Stored entries:
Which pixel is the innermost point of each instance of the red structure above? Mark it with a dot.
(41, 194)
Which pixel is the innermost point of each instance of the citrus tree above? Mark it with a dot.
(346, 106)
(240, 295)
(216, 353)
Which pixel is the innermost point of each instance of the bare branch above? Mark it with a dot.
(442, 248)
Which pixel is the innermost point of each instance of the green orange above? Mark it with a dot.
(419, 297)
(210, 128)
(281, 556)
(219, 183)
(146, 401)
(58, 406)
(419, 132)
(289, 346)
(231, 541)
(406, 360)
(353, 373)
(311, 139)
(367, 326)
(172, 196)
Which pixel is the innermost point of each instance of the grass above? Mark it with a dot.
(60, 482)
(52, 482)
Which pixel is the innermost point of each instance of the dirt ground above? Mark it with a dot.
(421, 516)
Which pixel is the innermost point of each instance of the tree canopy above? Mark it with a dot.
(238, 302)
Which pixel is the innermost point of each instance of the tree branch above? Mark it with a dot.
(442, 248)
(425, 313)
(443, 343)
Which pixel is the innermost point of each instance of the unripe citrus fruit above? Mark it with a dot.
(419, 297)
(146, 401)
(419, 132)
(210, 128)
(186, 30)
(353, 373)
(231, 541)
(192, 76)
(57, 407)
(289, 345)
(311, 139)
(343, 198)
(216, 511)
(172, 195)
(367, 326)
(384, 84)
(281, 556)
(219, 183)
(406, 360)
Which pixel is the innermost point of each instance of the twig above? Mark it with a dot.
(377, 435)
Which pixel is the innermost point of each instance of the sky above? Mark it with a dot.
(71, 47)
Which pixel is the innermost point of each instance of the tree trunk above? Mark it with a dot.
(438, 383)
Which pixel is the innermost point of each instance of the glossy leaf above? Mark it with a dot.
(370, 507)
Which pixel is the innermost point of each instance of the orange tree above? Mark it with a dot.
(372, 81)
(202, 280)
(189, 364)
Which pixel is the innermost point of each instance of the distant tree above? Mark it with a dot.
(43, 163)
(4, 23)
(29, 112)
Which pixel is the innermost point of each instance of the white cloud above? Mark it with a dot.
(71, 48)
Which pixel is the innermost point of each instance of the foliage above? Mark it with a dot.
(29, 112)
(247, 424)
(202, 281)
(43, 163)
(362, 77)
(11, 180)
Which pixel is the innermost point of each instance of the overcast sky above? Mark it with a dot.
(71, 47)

Prompt
Give back all of the entries exactly as written.

Response to the task
Which pixel is the innermost point of each instance of the red structure above? Mark it with a dot.
(41, 194)
Which pixel is the innermost point of each instance of the citrus tree above? Mark it with a dot.
(346, 106)
(240, 295)
(216, 353)
Which pixel is the innermost point of each instance of the bare branch above? Mark it with a dot.
(442, 248)
Which pixel is the innermost point of each instance of the green orange above? Mark it with a dot.
(419, 297)
(210, 128)
(281, 556)
(219, 183)
(146, 401)
(58, 406)
(419, 132)
(289, 346)
(231, 541)
(406, 360)
(353, 373)
(311, 139)
(367, 326)
(172, 196)
Which pixel is the innermost point of each instance of the grass above? Mark it with a dot.
(60, 482)
(52, 482)
Which pixel is the innermost point of each instance of the dirt ground above? Mark it with a dot.
(421, 516)
Which pixel is the innermost point of each instance of the tree canopy above? Mark it with a dot.
(238, 302)
Which pixel is the innermost point of each instance of the tree branch above? Mark it with a dot.
(442, 248)
(425, 313)
(443, 343)
Which pixel is the innermost point of each instance of the unripe citrus fruit above? Mark it with a dot.
(419, 297)
(146, 401)
(419, 132)
(210, 128)
(186, 30)
(353, 373)
(231, 541)
(192, 76)
(57, 407)
(289, 345)
(311, 139)
(343, 198)
(216, 511)
(172, 195)
(367, 326)
(384, 84)
(281, 556)
(219, 183)
(406, 360)
Which pixel is the innermost point of each instance of the twig above? Mark it with a dot.
(377, 435)
Which pixel is the innermost point of each instance of the sky above? Mark it with a dot.
(71, 47)
Which pixel is the innermost point of each instance of the tree trunk above? Mark it with a dot.
(438, 383)
Which pixel is the innermost point of each instance of the glossy leaf above? Mark it with a dot.
(370, 507)
Which pixel is the innermost point of each instance of the orange tree above? Mark it with a dot.
(372, 81)
(202, 280)
(189, 364)
Which pixel is the innermost point of each instance of the distant tree above? Mark it with a dot.
(43, 163)
(4, 23)
(29, 112)
Which pixel is the innermost point of each instance of the white cloud above? Mark it with a dot.
(71, 48)
Which pixel is the innermost point of each instance of the foliage above? Mark it with a dot.
(29, 112)
(247, 424)
(202, 281)
(43, 163)
(362, 77)
(11, 180)
Which pixel is the innermost point of each instance of the overcast sky above? Mark it with a dot.
(71, 47)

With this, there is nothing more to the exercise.